[Task details] Please write out each entry that follows, keeping it exactly the same.

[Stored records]
○ ○ ○ ○ ○

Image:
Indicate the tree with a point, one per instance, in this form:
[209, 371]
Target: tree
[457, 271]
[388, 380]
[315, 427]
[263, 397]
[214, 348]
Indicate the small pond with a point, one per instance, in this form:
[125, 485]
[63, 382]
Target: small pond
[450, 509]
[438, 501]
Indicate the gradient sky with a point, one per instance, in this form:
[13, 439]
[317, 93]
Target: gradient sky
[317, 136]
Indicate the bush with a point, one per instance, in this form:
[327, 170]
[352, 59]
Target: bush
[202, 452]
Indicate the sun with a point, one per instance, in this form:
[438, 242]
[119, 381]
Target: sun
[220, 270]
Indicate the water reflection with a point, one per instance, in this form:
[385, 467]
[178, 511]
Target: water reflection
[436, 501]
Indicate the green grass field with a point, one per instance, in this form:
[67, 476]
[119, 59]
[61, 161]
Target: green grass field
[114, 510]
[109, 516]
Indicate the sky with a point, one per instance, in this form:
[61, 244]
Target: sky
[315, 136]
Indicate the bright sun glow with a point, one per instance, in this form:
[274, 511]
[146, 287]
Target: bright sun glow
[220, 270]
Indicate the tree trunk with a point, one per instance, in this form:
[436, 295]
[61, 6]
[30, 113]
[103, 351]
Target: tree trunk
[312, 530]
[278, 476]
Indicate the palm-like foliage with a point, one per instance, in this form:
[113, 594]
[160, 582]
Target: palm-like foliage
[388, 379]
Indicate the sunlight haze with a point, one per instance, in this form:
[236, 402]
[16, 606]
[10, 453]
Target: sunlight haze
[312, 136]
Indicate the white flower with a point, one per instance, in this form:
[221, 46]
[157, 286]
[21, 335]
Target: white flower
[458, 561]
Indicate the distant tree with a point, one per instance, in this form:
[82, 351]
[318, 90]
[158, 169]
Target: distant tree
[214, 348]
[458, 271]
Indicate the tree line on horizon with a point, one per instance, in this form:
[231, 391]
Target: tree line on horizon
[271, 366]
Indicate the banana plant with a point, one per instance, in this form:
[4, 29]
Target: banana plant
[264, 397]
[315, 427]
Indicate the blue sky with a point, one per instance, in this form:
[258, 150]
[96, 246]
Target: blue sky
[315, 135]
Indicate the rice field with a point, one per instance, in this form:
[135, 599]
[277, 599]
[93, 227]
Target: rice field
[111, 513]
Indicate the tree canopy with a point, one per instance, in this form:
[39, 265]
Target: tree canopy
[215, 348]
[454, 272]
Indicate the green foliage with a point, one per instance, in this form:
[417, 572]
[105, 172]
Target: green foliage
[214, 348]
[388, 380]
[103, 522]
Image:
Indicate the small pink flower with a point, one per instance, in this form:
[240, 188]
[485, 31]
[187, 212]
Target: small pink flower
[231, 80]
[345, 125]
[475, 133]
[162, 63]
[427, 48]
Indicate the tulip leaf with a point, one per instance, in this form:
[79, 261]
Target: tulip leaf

○ ○ ○ ○ ○

[Expected answer]
Image:
Indicate the tree with a point, one per instance, in this form:
[209, 371]
Target: tree
[457, 271]
[388, 380]
[315, 427]
[263, 397]
[214, 348]
Indicate the small pond with a point, one per instance, in this form:
[125, 485]
[63, 382]
Target: small pond
[450, 509]
[438, 501]
Indicate the gradient sky with a point, one per instance, in this form:
[13, 439]
[317, 93]
Target: gradient sky
[317, 136]
Indicate the bush with a point, one per instance, in this form:
[327, 170]
[352, 59]
Target: bush
[202, 452]
Indicate the sun with a point, one per instance, in this form:
[438, 242]
[119, 381]
Target: sun
[220, 270]
Indicate the water reflection with a point, one per instance, in this form:
[385, 467]
[178, 511]
Target: water reflection
[436, 501]
Indicate the green grass field with a point, one per instance, in this form:
[67, 476]
[119, 59]
[61, 161]
Target: green grass field
[114, 510]
[109, 516]
Indicate the sky with a point, one per instance, in this form:
[61, 244]
Target: sky
[315, 136]
Indicate the bright sun glow with a point, one per instance, in this form:
[274, 511]
[146, 287]
Target: bright sun glow
[220, 270]
Indicate the tree trunk with a point, one per instance, in this form:
[436, 295]
[61, 6]
[30, 113]
[103, 351]
Target: tree trunk
[312, 530]
[278, 476]
Indicate the palm-like foliage with a point, one per instance, in this form:
[113, 594]
[160, 582]
Target: palm-like foliage
[388, 379]
Indicate the sunlight haze with a point, one per instance, in this form:
[236, 402]
[16, 606]
[10, 453]
Target: sunlight haze
[312, 136]
Indicate the white flower with a point, one per instance, in this form:
[221, 46]
[157, 286]
[21, 335]
Target: white flower
[458, 561]
Indicate the distant tree with a point, one per instance, in this form:
[82, 351]
[318, 90]
[158, 169]
Target: distant tree
[214, 348]
[458, 271]
Indicate the tree line on horizon with a point, one per instance, in this form:
[231, 391]
Target: tree line on horizon
[271, 366]
Indicate the banana plant with a point, one per instance, in this form:
[4, 29]
Target: banana plant
[264, 397]
[315, 427]
Indicate the blue sky with a point, one per instance, in this form:
[258, 150]
[96, 246]
Target: blue sky
[315, 135]
Indicate the rice field with a point, one per instance, in this form:
[135, 599]
[277, 599]
[93, 227]
Target: rice field
[111, 513]
Indicate the tree canopy with a point, one per instance, in this form:
[39, 265]
Target: tree canopy
[215, 348]
[454, 272]
Indicate the green foliage with a point, one per instance, in this form:
[417, 572]
[105, 172]
Target: green foliage
[214, 348]
[388, 380]
[103, 522]
Image:
Indicate the small pink flower with a point, one per instance, in this form:
[240, 188]
[485, 31]
[187, 212]
Target: small pink flower
[231, 80]
[345, 125]
[475, 133]
[162, 63]
[427, 48]
Indicate the tulip leaf with a point, one per instance, in this form:
[79, 261]
Target: tulip leaf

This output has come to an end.